_Raw records_:
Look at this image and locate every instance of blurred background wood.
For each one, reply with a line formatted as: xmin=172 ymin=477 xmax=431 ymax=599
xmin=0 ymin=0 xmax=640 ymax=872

* * *

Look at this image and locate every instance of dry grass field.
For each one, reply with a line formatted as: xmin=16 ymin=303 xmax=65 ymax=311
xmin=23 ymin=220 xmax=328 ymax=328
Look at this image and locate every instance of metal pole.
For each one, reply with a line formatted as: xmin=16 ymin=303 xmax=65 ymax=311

_Stated task_: Output the material from the line with "Look at this image and locate every instance of blurred" to the line with "xmin=0 ymin=0 xmax=640 ymax=872" as a JSON list of strings, one string per line, skipping blank lines.

_Answer to this exercise_:
[
  "Look at this image and locate every instance of blurred background wood.",
  "For each one, reply with a line formatted as: xmin=172 ymin=477 xmax=431 ymax=599",
  "xmin=0 ymin=0 xmax=640 ymax=872"
]